[Object pointing dataset rows]
• • •

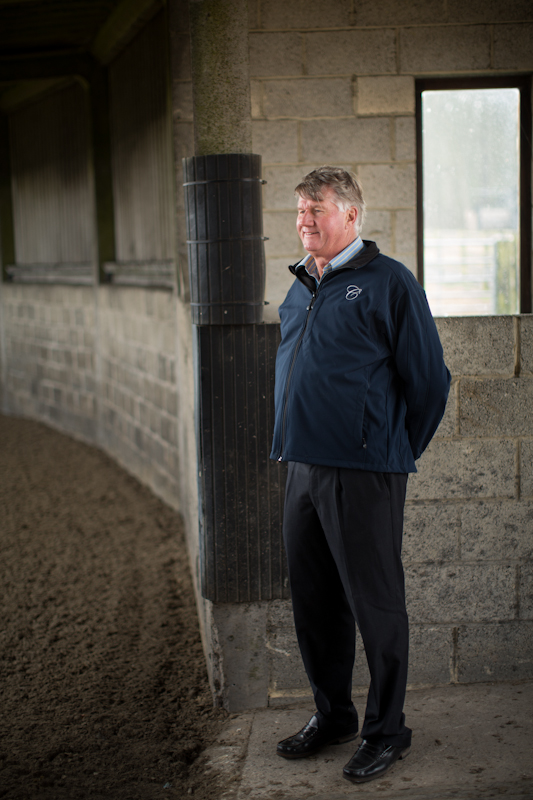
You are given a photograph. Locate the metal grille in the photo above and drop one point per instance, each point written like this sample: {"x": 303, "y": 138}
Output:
{"x": 142, "y": 148}
{"x": 52, "y": 192}
{"x": 241, "y": 489}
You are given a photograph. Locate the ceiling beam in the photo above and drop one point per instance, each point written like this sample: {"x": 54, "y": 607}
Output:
{"x": 121, "y": 26}
{"x": 45, "y": 67}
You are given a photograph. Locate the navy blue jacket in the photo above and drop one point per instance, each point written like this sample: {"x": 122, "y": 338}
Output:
{"x": 360, "y": 377}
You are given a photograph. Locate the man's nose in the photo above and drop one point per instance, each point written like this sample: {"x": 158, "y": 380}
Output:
{"x": 306, "y": 219}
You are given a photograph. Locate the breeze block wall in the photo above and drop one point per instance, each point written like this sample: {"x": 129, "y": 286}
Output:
{"x": 49, "y": 355}
{"x": 335, "y": 83}
{"x": 468, "y": 540}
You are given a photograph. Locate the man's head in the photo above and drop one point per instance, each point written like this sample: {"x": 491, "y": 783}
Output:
{"x": 331, "y": 211}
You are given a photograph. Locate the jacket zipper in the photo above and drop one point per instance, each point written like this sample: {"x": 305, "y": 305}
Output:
{"x": 294, "y": 355}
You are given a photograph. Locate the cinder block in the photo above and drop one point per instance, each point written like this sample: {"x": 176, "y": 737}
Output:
{"x": 405, "y": 139}
{"x": 301, "y": 14}
{"x": 393, "y": 94}
{"x": 181, "y": 55}
{"x": 308, "y": 97}
{"x": 182, "y": 100}
{"x": 525, "y": 591}
{"x": 431, "y": 533}
{"x": 526, "y": 343}
{"x": 488, "y": 10}
{"x": 370, "y": 52}
{"x": 286, "y": 670}
{"x": 478, "y": 345}
{"x": 496, "y": 407}
{"x": 389, "y": 185}
{"x": 465, "y": 469}
{"x": 275, "y": 140}
{"x": 278, "y": 193}
{"x": 430, "y": 654}
{"x": 461, "y": 593}
{"x": 444, "y": 49}
{"x": 526, "y": 468}
{"x": 256, "y": 99}
{"x": 408, "y": 12}
{"x": 499, "y": 531}
{"x": 280, "y": 227}
{"x": 512, "y": 46}
{"x": 405, "y": 232}
{"x": 275, "y": 54}
{"x": 346, "y": 141}
{"x": 240, "y": 631}
{"x": 448, "y": 425}
{"x": 378, "y": 228}
{"x": 278, "y": 282}
{"x": 498, "y": 652}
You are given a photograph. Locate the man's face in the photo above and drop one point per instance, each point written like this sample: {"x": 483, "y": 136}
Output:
{"x": 324, "y": 229}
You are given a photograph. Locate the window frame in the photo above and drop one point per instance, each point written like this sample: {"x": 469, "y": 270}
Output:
{"x": 523, "y": 84}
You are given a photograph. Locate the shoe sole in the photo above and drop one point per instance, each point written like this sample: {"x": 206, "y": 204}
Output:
{"x": 379, "y": 775}
{"x": 340, "y": 740}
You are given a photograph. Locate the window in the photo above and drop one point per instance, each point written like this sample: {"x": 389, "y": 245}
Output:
{"x": 474, "y": 195}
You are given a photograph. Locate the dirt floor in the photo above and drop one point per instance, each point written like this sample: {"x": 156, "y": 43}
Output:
{"x": 103, "y": 687}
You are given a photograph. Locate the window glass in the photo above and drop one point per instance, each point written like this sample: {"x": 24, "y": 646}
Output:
{"x": 470, "y": 151}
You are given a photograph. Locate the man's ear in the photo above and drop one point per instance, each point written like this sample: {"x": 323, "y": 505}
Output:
{"x": 351, "y": 215}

• • •

### What you are asked to do
Rewrite the stretch of data from the line containing "You are given a photograph. Locate the man's ear" through the end of the data, request included, and offset every coordinate in the answer points by adding 94 to it. Leave the sample point inside the request unchanged.

### Full response
You are given a photograph. Locate the man's ear in the photo above and drop one point per instance, each point written like this sample: {"x": 323, "y": 505}
Output:
{"x": 445, "y": 309}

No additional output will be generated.